Exercise details – Copy the lines from the start of the items through the line containing "rough mask: <svg", character for character.

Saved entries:
:::::
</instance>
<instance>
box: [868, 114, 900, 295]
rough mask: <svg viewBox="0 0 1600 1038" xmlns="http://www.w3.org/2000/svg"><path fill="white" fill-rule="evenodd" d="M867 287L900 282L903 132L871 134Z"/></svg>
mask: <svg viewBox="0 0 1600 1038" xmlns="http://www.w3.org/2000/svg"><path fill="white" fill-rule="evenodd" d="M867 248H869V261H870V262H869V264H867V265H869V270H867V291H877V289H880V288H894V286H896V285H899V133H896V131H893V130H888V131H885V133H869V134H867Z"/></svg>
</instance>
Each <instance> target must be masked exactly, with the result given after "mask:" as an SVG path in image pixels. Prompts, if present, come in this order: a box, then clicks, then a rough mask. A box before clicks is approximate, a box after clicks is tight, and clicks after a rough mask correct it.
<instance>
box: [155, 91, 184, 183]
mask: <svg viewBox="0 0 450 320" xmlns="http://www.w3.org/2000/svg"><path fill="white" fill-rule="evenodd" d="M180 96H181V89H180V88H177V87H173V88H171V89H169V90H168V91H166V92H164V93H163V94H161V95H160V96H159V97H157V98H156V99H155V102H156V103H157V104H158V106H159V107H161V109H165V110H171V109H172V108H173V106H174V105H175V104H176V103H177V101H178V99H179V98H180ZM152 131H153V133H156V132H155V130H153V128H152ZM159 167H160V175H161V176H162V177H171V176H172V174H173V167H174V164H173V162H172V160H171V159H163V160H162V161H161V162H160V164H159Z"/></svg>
:::::
Solution to the exercise –
</instance>
<instance>
box: [868, 114, 900, 295]
rough mask: <svg viewBox="0 0 1600 1038" xmlns="http://www.w3.org/2000/svg"><path fill="white" fill-rule="evenodd" d="M867 287L900 282L903 132L871 134Z"/></svg>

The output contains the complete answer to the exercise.